Tutorial
Explore biodiversity with NEON algae data
Authors: Eric R. Sokol
Last Updated: May 5, 2022
Learning Objectives
After completing this tutorial you will be able to:
- Use the ecocomDP package to download NEON algae data.
- Analyze biodiversity metrics using the
vegan
package
Things You’ll Need To Complete This Tutorial
R Programming Language
You will need a current version of R to complete this tutorial. We also recommend the RStudio IDE to work with R.
R Packages to Install
Prior to starting the tutorial ensure that the following packages are installed.
-
tidyverse:
install.packages("tidyverse")
-
neonUtilities:
install.packages("neonUtilities")
-
vegan:
install.packages("vegan")
-
ecocomDP:
install.packages("ecocomDP")
More on Packages in R – Adapted from Software Carpentry.
Introduction
In this code-along tutorial, we will explore how to find and download NEON biodiversity data using the ecocomDP package for R, which has been developed by the Environmental Data Initiative (EDI) in collaboration with NEON staff.
What is ecocomDP?
"ecocomDP" is both the name of an R package and a data model.
EDI describes the ecocomDP data model as "A dataset design pattern for ecological community data to facilitate synthesis and reuse".
⁂
• [Check your understanding]
• a. Reproduce the NEON algae tutorial word for word, everything from "- Analyze biodiversity" down to "packages are installed.".
• b. Carry on writing the NEON algae tutorial, starting right after its last sentence.
The records are unrelated to the NEON algae tutorial.

• [Entries provided]
⁂
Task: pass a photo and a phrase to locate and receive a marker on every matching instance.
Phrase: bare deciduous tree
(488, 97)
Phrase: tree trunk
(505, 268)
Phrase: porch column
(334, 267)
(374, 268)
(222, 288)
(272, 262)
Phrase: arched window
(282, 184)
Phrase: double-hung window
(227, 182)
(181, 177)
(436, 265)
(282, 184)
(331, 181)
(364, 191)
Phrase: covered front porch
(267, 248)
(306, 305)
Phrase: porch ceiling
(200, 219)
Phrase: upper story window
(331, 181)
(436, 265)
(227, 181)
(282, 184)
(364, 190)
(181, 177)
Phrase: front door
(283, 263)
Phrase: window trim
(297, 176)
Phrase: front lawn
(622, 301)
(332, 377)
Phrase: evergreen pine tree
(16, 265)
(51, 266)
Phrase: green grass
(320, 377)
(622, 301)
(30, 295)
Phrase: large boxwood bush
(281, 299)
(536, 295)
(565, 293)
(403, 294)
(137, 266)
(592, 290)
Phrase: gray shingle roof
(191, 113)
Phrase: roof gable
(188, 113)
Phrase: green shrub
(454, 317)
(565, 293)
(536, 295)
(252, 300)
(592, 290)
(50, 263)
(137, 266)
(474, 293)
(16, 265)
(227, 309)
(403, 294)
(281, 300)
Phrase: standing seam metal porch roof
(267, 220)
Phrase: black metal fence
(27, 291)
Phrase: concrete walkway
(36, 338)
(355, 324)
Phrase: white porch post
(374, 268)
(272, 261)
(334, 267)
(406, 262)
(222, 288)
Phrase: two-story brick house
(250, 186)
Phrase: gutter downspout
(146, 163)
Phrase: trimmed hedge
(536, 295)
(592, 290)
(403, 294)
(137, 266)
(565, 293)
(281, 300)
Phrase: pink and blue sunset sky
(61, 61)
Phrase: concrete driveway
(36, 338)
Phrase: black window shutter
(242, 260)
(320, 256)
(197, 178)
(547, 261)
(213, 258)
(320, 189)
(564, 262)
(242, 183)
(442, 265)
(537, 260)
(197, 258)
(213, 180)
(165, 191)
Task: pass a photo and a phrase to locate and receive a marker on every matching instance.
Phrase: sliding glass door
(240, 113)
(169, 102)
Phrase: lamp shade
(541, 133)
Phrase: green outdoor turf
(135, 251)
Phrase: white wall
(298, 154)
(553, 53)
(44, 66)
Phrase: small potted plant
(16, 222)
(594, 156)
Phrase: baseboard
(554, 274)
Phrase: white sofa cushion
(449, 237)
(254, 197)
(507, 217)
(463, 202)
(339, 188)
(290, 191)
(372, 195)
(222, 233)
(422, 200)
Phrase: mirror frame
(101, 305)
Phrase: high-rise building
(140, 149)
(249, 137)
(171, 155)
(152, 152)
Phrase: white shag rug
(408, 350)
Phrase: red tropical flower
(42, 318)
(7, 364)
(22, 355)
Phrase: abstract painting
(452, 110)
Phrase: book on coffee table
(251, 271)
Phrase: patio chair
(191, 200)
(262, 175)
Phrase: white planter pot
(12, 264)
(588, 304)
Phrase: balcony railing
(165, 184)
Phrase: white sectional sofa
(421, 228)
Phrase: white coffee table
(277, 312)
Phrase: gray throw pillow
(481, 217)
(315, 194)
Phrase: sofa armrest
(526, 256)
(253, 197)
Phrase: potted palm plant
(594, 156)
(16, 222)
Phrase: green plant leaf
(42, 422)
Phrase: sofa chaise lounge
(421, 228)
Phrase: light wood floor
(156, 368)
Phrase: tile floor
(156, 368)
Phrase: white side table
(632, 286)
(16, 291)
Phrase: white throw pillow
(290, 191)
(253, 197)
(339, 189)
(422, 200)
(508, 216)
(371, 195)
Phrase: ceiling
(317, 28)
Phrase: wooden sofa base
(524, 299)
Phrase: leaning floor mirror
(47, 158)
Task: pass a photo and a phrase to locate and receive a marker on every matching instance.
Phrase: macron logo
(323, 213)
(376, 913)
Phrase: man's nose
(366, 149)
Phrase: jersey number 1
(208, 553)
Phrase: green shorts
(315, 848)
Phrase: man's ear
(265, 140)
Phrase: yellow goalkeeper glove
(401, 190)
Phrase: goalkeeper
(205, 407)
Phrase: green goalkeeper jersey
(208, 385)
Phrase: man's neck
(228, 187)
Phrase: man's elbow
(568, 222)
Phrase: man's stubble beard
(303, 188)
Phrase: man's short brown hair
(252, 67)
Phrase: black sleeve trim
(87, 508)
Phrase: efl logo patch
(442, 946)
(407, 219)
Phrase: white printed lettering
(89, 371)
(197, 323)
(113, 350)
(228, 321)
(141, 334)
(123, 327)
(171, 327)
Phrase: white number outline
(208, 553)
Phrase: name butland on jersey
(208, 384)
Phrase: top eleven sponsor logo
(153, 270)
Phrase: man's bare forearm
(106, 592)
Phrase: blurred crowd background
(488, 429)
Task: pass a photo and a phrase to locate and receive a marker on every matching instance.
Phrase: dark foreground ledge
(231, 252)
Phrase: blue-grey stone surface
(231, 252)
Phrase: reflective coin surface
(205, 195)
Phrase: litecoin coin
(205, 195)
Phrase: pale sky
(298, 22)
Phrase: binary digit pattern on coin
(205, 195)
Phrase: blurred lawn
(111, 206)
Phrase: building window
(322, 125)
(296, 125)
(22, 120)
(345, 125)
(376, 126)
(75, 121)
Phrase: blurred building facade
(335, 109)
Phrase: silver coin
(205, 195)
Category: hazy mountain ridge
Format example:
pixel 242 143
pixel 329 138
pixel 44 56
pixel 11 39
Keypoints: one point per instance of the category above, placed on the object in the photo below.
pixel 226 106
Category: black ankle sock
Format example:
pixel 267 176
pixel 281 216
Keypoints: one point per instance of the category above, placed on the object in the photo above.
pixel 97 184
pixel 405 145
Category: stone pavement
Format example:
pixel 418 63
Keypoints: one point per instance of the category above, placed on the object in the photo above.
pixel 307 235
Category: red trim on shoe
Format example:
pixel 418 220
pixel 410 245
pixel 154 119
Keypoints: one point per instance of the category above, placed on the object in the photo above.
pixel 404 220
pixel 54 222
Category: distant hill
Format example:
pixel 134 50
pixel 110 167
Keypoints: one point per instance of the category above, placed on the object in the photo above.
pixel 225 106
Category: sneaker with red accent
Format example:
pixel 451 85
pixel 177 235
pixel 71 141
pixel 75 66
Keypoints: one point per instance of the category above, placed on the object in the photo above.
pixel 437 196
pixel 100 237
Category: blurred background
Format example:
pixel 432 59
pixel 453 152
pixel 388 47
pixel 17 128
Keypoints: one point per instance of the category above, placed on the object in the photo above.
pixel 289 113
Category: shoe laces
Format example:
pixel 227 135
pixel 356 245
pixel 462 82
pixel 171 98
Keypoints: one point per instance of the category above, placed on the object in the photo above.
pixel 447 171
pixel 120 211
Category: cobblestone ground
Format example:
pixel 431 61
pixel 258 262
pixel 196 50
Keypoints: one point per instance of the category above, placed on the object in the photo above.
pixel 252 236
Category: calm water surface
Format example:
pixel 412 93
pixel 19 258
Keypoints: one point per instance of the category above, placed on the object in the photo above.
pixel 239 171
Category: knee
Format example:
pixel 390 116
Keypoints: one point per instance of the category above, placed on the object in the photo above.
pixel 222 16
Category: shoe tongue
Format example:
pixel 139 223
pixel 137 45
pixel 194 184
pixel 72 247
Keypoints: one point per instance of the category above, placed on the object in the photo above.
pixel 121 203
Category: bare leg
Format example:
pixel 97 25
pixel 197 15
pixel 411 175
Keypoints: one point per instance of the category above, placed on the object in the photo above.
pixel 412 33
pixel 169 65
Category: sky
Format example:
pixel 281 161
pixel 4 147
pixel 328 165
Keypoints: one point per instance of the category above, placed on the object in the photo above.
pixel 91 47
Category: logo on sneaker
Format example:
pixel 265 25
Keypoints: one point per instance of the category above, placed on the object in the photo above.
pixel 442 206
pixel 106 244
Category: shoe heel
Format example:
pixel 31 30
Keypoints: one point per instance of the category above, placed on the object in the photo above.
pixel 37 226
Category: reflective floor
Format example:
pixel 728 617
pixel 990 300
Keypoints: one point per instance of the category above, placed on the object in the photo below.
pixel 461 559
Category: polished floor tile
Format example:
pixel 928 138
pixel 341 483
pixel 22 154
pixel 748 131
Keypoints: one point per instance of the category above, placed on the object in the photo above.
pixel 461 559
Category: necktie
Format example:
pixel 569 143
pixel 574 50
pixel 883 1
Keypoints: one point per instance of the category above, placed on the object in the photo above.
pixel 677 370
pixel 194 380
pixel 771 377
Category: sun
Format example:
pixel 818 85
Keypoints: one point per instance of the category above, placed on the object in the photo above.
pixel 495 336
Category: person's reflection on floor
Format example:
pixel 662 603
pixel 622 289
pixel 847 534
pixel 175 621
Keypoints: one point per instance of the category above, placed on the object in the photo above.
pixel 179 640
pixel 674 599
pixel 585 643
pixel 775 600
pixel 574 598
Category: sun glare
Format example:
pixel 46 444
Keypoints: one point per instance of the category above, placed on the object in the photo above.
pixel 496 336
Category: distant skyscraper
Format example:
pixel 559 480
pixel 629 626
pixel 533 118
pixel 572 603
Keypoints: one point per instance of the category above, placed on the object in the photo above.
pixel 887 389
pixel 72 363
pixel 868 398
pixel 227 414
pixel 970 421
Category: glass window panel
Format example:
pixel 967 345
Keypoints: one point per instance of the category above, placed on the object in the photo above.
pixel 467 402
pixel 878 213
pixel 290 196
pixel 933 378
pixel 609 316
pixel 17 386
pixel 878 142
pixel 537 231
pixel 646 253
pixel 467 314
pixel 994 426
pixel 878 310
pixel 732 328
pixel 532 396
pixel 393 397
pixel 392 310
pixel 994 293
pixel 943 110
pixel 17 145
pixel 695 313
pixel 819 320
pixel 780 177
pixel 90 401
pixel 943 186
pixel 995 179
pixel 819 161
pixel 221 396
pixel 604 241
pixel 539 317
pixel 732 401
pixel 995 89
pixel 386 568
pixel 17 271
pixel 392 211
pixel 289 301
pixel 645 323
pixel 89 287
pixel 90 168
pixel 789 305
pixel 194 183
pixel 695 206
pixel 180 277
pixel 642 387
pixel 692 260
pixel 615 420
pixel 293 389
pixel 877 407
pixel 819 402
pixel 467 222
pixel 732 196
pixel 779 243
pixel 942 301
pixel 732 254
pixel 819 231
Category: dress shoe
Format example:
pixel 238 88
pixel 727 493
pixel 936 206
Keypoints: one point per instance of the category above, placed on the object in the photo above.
⁂
• [Responses by item number]
• a.
- Analyze biodiversity metrics using the
vegan
package
Things You’ll Need To Complete This Tutorial
R Programming Language
You will need a current version of R to complete this tutorial. We also recommend the RStudio IDE to work with R.
R Packages to Install
Prior to starting the tutorial ensure that the following packages are installed.

• b.
See the ecocomDP github repo here: https://github.com/EDIorg/ecocomDP.
The motivation is for both NEON biodiversity data products and EDI data packages, including data from the US Long Term Ecological Research Network and Macrosystems Biology projects, to be discoverable through a single data search tool, and to be delivered in a standard format. Our objective here is to demonstrate how the workflow will work with NEON biodiversity data packages.
Load Libraries and Prepare Workspace
First, we will load all necessary libraries into our R environment. If you have not already installed these libraries, please see the 'R Packages to Install' section above.
There are also two optional sections in this code chunk: clearing your environment, and loading your NEON API token. Clearing out your environment will erase all of the variables and data that are currently loaded in your R session. This is a good practice for many reasons, but only do this if you are completely sure that you won't be losing any important information! Secondly, your NEON API token will allow you increased download speeds, and helps NEON anonymously track data usage statistics, which helps us optimize our data delivery platforms, and informs our monthly and annual reporting to our funding agency, the National Science Foundation. Please consider signing up for a NEON data user account, and using your token as described in this tutorial here.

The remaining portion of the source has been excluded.